* _Task goal_
Count the lines in the records below that contain the string "debris", matching case exactly, and reply with that number alone.

* _Source records_

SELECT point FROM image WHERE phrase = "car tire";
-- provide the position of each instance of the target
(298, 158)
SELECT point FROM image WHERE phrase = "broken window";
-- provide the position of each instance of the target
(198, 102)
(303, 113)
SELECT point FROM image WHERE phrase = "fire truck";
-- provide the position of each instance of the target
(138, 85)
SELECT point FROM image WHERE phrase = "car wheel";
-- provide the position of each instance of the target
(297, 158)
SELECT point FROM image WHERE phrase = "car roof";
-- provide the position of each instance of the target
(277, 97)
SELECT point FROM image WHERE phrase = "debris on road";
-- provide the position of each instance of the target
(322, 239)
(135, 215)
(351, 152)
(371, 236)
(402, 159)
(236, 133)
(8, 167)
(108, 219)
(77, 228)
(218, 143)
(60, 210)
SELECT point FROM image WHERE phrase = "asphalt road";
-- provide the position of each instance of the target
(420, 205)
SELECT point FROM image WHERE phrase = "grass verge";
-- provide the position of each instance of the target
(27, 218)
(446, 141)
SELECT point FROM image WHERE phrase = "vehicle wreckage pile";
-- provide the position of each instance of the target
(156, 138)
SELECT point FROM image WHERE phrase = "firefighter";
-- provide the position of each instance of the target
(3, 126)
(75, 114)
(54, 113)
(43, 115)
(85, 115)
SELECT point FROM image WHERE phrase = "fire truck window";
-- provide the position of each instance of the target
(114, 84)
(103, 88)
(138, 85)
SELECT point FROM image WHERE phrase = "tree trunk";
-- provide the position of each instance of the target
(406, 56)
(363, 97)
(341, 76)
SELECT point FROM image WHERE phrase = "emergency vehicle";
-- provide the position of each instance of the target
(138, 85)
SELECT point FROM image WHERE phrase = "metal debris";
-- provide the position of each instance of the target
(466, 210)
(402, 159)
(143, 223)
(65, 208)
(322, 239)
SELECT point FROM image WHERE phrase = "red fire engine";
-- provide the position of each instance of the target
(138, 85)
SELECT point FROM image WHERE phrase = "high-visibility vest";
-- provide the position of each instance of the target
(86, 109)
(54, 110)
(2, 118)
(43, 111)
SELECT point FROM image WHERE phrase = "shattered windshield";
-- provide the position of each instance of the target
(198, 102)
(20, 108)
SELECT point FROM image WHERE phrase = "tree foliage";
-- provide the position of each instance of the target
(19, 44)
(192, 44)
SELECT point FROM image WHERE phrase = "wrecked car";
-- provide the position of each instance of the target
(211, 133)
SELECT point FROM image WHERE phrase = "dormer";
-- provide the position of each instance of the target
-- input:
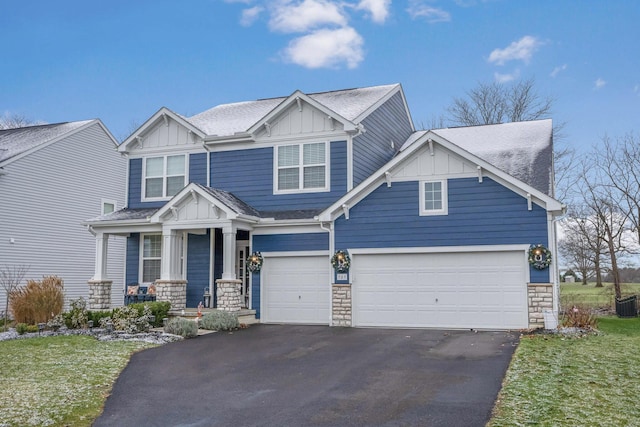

* _Solution below_
2